▶ Exercise brief
Pull from the data below each line where the word "dark" occurs, and copy it.
<<<<
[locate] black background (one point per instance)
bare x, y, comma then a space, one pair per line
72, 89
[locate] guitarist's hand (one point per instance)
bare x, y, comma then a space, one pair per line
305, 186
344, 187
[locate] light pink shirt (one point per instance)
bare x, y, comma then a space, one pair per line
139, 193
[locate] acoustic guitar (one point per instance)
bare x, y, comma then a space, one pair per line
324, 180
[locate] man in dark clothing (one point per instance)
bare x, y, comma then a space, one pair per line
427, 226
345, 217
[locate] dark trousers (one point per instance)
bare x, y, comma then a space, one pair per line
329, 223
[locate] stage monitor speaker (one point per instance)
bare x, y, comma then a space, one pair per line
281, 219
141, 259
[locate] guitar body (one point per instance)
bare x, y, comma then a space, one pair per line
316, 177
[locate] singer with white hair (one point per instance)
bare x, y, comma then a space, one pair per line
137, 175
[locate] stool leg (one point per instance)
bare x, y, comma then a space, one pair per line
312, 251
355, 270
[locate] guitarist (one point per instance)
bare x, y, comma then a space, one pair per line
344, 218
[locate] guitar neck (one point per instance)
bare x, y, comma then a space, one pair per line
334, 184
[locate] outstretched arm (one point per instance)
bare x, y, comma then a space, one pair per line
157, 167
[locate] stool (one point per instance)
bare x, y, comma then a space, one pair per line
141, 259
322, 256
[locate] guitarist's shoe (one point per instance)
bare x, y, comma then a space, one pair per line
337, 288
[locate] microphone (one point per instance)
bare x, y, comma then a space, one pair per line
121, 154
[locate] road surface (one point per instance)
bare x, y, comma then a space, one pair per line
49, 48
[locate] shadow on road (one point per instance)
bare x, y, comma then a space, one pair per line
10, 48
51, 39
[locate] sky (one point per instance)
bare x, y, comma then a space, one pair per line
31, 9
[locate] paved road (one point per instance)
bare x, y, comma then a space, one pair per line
>>>>
▶ Exercise result
[locate] man in dark clothing (one point per instance)
[locate] dark trousers (one point per instance)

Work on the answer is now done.